━━━ EXTRACT PROVIDED
I actually don't like Styles as a mechanical solution. I agree that they work and are well implemented, but as far as what they are, they don't appeal to me. They're a very good teaching tool for a wide audience, but I actually enjoy a larger, more granular approach to things.

Like, this is firmly my opinion as Shyft, in how I run my own games or the games I would prefer to play, but I like making full 2e-style Martial Arts Styles. I've gotten good at that. I'm comfortable at it and I tend to associate with people who are comfortable with that. I do agree that MA as presented has systemic problems, but I'd rather solve them a way more preferable to my tastes.

Styles cater instead to the people who don't like that, who believe (not wrongly) in spending their creative effort elsewhere. It reduces ST and player overhead, sure, which are positive traits, and has numerous second order benefits... but it's unsatisfying to me as a player.

I can understand that point of view, but at the same time you don't end up with half a dozen martial arts trees that are different only in where they place certain types of Charm and some minor cost differences.
━━━━━━
GOAL A
Copy word for word the stretch of rows from the line containing "Your task is to find each peeling" through the line containing "[0,196,55,238]", leaving out any pictures.
━━━ INFORMATION SUPPLIED
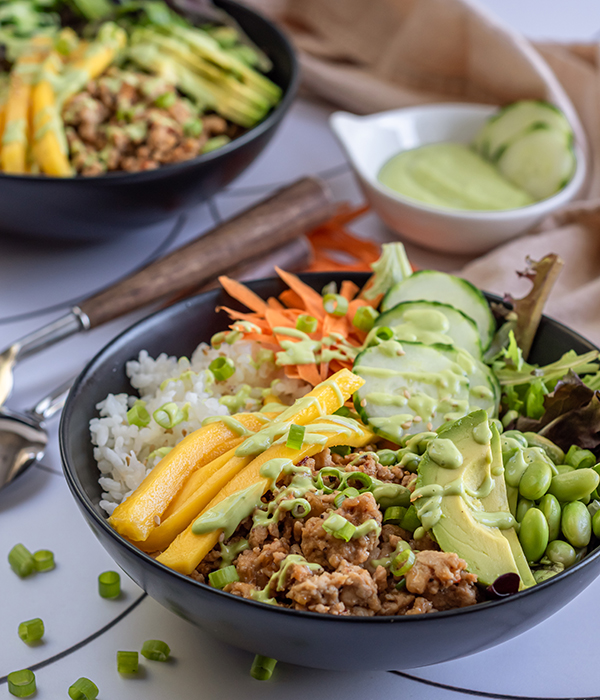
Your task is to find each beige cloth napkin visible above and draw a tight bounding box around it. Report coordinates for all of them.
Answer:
[246,0,600,344]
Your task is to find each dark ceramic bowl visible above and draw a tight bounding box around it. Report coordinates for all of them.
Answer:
[0,0,298,241]
[60,273,600,670]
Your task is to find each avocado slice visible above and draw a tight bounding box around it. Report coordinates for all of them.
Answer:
[412,410,535,588]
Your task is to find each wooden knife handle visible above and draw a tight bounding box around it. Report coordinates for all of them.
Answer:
[78,177,334,328]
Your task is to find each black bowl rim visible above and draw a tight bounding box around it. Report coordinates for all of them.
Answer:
[59,272,600,625]
[0,0,300,187]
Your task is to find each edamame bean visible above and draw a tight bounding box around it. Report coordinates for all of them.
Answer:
[588,510,600,537]
[519,508,548,563]
[517,498,533,523]
[519,462,552,501]
[548,469,600,503]
[539,493,561,541]
[546,540,577,569]
[523,433,565,464]
[560,501,592,548]
[504,450,529,488]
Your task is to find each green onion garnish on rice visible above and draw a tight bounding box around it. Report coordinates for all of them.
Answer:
[98,571,121,598]
[117,651,140,673]
[208,357,235,382]
[68,678,99,700]
[142,639,171,661]
[250,654,277,681]
[8,543,35,578]
[296,314,319,333]
[285,423,306,450]
[6,668,35,698]
[208,564,240,588]
[33,549,54,571]
[19,617,44,644]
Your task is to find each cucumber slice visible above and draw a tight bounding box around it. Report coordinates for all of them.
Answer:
[381,270,496,352]
[375,301,483,360]
[353,340,498,443]
[474,100,573,161]
[498,127,576,200]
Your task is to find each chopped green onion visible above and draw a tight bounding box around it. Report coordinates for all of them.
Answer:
[250,654,277,681]
[208,564,240,588]
[152,401,189,430]
[117,651,140,673]
[6,668,35,698]
[375,326,394,340]
[352,306,379,333]
[285,423,306,450]
[183,119,204,138]
[202,134,231,153]
[98,571,121,598]
[323,513,356,542]
[390,542,416,576]
[377,450,398,467]
[329,446,352,457]
[33,549,54,571]
[565,445,596,469]
[383,506,407,525]
[296,314,319,333]
[19,617,44,644]
[154,91,177,109]
[69,678,100,700]
[142,639,171,661]
[8,544,35,578]
[127,399,150,428]
[208,357,235,382]
[323,294,348,316]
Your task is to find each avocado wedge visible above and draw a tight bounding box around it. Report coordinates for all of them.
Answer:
[412,410,535,588]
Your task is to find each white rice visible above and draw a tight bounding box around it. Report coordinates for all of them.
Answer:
[90,340,310,514]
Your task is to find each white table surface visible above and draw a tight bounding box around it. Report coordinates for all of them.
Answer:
[0,0,600,700]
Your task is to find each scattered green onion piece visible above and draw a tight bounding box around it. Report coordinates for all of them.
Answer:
[33,549,54,571]
[285,423,306,450]
[8,543,35,578]
[323,294,348,316]
[127,399,150,428]
[383,506,407,525]
[208,564,240,588]
[19,617,44,644]
[202,134,231,153]
[154,91,177,109]
[117,651,140,673]
[142,639,171,661]
[250,654,277,681]
[352,306,379,333]
[6,668,36,698]
[296,314,319,333]
[208,357,235,382]
[377,450,398,467]
[69,678,100,700]
[152,401,189,430]
[329,446,352,457]
[323,513,356,542]
[390,542,416,576]
[98,571,121,598]
[183,119,204,138]
[375,326,394,341]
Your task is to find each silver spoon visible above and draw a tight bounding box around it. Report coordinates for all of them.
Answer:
[0,378,73,489]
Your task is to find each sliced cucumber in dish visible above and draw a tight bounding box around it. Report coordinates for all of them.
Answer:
[381,270,496,352]
[375,301,483,360]
[473,100,573,161]
[353,340,498,443]
[498,126,576,200]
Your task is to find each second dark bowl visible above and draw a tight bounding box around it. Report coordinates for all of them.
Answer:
[60,273,600,670]
[0,0,298,242]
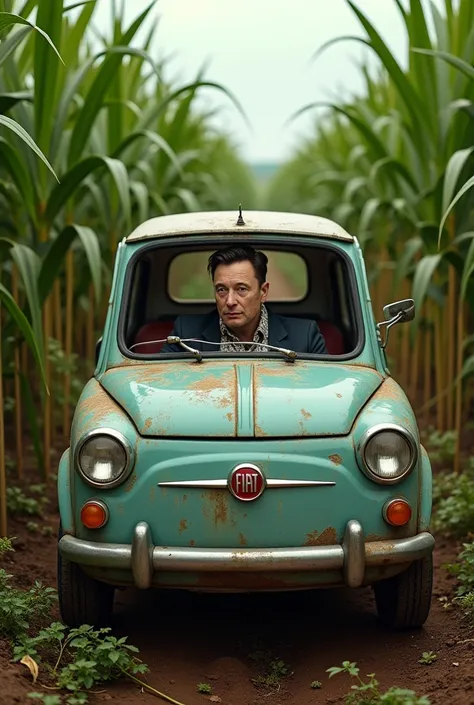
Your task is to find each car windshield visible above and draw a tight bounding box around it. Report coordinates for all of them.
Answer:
[119,240,363,360]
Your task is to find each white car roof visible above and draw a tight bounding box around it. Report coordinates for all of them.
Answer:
[125,209,355,243]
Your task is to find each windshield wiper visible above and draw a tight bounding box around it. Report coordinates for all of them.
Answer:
[130,335,297,362]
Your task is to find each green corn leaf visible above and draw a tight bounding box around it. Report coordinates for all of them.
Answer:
[0,137,36,217]
[0,283,49,394]
[0,91,33,115]
[38,225,102,303]
[0,238,43,349]
[393,236,423,291]
[459,240,474,301]
[438,176,474,247]
[412,49,474,79]
[45,156,131,230]
[346,0,431,136]
[0,10,64,63]
[112,130,184,177]
[412,252,444,309]
[289,101,388,159]
[34,0,63,157]
[442,147,474,213]
[130,181,150,223]
[0,115,59,182]
[63,0,97,14]
[20,372,44,472]
[0,27,32,66]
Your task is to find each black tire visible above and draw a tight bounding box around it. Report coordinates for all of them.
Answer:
[373,554,433,629]
[57,534,115,628]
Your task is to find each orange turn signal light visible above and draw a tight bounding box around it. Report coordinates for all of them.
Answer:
[81,499,109,529]
[383,499,411,526]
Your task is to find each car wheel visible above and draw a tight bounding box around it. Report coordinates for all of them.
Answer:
[57,529,115,628]
[373,555,433,629]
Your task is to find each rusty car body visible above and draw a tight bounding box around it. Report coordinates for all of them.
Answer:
[58,211,434,628]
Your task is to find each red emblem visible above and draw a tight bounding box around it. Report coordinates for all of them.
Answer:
[227,463,265,502]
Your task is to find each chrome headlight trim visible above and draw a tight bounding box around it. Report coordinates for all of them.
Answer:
[74,428,135,490]
[356,423,418,485]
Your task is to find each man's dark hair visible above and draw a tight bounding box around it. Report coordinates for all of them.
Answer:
[207,245,268,286]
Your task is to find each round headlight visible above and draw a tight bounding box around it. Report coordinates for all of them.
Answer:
[77,429,132,487]
[360,427,416,483]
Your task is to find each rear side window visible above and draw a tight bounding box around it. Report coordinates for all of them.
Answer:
[168,250,308,303]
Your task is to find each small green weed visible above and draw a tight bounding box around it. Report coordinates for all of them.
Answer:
[252,659,289,689]
[0,537,15,558]
[443,541,474,597]
[0,569,57,640]
[418,651,438,666]
[197,683,212,695]
[443,541,474,624]
[327,661,431,705]
[7,487,49,516]
[432,466,474,538]
[18,622,148,705]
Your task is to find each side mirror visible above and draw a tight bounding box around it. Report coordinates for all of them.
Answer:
[383,299,415,323]
[377,299,415,348]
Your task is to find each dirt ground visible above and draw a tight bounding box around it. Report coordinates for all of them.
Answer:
[0,462,474,705]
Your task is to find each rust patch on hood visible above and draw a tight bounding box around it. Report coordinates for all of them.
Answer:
[202,490,229,526]
[79,380,123,427]
[123,472,137,492]
[304,526,337,546]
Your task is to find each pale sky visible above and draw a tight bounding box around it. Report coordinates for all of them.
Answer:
[95,0,412,161]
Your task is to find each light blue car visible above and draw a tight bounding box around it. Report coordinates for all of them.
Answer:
[58,212,434,628]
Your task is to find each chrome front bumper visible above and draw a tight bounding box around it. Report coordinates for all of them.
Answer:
[59,520,435,588]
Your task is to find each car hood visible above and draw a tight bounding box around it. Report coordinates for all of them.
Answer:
[100,360,383,438]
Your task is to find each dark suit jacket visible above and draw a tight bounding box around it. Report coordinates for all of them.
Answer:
[161,309,327,354]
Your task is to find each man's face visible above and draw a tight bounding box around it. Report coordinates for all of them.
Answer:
[214,260,269,339]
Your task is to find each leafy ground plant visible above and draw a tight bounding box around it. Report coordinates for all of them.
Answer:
[0,568,56,641]
[433,459,474,538]
[443,541,474,623]
[327,661,431,705]
[13,622,148,705]
[7,485,48,516]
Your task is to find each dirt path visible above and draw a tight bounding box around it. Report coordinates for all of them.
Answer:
[0,490,474,705]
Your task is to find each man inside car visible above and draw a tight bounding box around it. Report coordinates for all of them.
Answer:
[162,245,327,355]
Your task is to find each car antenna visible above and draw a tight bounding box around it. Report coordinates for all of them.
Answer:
[236,203,245,225]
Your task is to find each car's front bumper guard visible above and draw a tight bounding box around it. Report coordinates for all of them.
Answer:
[59,520,435,588]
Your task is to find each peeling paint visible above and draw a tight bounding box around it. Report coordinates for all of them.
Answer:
[304,526,337,546]
[203,490,229,526]
[123,472,138,492]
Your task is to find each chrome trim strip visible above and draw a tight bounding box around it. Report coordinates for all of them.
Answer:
[131,521,153,590]
[342,520,365,587]
[158,476,336,490]
[59,520,435,587]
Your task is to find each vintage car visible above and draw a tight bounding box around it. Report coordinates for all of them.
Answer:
[58,210,434,628]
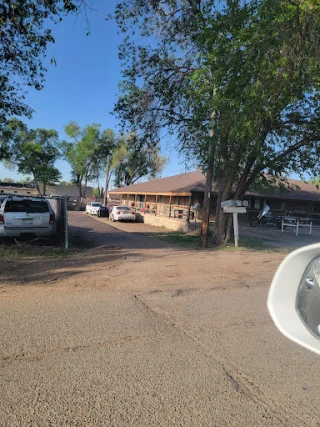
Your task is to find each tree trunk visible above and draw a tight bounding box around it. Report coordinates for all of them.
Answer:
[200,164,213,248]
[213,181,233,245]
[103,156,110,206]
[200,111,216,248]
[34,179,43,196]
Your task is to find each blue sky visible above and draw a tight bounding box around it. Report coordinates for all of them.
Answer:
[0,0,190,187]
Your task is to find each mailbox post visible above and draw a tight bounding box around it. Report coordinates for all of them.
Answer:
[221,200,248,246]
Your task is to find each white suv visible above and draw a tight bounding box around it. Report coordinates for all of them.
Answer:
[0,196,55,238]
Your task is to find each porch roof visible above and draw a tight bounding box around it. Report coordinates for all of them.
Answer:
[109,170,320,202]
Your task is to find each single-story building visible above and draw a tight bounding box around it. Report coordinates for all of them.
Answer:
[0,181,93,197]
[108,170,320,229]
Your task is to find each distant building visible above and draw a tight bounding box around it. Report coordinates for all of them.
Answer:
[0,181,93,197]
[109,171,320,231]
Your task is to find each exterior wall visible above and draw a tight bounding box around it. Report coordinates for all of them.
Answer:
[0,184,39,196]
[143,214,189,233]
━━━━━━
GOAL B
Rewrite the stretch of the post about martial arts Styles from "I can understand" through "minor cost differences.", putting "lineages" in place of "trees".

EXERCISE RESPONSE A
Your task is to find each peeling paint visible above and draw a tight bounding box around it. Report coordinates for all of them.
Answer:
[304,526,337,546]
[203,490,229,526]
[123,472,138,492]
Your task is to find each chrome trim strip visible above and draw a tight bounding box around it. Report coordinates for all of them.
Answer:
[131,521,153,590]
[342,520,365,587]
[158,476,336,490]
[59,520,435,587]
Your task is to find each vintage car visible above and draw a tight bounding box around it. Report coordinates for all of them.
Answer:
[58,210,434,628]
Your task is to find each tree trunk visible above and draw a tight bounding box around it. Report coordinates for all of them.
Answer:
[200,164,213,248]
[213,181,233,245]
[103,156,110,206]
[200,111,216,248]
[34,179,43,196]
Your task is to find each blue sky visible above and draw a tight bounding box around it. Report coordinates for all of them.
Answer:
[0,0,190,187]
Your task is to find each mailbox post visible above and draw a tight bounding box around it. Report coordinates for all of them.
Answer:
[221,200,248,246]
Your task is to find each white suv visible above and draw a tight bounding box around it. Report coordinates for all of them.
Answer:
[0,196,55,238]

EXERCISE RESPONSE B
I can understand that point of view, but at the same time you don't end up with half a dozen martial arts lineages that are different only in where they place certain types of Charm and some minor cost differences.